DATA IN THIS EXERCISE: Begin
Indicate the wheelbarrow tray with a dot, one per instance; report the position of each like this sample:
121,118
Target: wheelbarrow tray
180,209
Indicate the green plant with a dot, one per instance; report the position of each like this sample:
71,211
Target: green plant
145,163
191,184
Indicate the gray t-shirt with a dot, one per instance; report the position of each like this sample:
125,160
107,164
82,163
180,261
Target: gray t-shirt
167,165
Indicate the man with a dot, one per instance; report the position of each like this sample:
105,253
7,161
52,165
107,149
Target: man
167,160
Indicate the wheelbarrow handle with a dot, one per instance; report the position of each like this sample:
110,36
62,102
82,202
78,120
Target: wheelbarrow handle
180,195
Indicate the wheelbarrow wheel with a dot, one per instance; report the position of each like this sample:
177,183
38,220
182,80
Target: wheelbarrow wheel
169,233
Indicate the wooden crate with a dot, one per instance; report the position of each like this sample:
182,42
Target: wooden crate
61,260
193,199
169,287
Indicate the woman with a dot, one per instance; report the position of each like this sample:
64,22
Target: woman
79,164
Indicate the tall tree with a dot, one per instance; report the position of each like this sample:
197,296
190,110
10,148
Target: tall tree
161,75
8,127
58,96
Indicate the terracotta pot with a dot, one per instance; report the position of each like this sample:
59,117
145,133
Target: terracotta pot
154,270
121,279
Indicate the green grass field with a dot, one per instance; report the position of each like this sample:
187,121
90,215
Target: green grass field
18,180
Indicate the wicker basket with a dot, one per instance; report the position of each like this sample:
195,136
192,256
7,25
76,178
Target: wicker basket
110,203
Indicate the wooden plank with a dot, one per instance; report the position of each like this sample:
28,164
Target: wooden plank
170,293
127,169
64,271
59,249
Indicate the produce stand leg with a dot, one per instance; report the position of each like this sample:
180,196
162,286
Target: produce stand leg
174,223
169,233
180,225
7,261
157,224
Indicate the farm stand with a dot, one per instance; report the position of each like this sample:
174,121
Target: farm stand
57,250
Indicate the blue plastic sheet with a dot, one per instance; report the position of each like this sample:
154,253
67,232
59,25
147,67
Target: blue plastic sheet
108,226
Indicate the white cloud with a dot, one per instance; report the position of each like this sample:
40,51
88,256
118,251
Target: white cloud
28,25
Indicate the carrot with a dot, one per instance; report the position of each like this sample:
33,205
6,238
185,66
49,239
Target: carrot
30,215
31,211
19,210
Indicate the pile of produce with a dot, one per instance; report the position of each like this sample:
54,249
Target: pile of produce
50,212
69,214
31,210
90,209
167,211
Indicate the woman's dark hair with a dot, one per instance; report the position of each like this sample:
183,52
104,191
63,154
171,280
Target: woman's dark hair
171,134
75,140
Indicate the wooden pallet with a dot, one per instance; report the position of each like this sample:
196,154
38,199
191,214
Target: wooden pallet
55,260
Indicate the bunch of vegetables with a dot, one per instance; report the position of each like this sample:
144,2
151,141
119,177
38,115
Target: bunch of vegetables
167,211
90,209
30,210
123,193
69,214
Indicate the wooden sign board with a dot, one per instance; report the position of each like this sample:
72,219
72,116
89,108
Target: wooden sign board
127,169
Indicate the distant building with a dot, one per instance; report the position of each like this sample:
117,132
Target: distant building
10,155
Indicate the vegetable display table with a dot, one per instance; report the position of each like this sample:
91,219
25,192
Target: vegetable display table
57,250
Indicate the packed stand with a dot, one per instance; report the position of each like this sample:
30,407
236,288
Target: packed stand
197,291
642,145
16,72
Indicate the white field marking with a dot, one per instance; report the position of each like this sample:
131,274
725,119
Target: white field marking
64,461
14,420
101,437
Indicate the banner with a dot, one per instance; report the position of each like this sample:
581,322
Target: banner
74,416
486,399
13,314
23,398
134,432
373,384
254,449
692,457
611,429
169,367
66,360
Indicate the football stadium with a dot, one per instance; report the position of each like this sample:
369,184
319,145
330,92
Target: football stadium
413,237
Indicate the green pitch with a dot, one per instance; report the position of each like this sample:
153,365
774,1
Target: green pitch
DATA IN THIS EXERCISE: End
» EXERCISE
Lines containing "pitch": tally them across the records above and give the total alone.

» SOLUTION TO THIS EXERCISE
2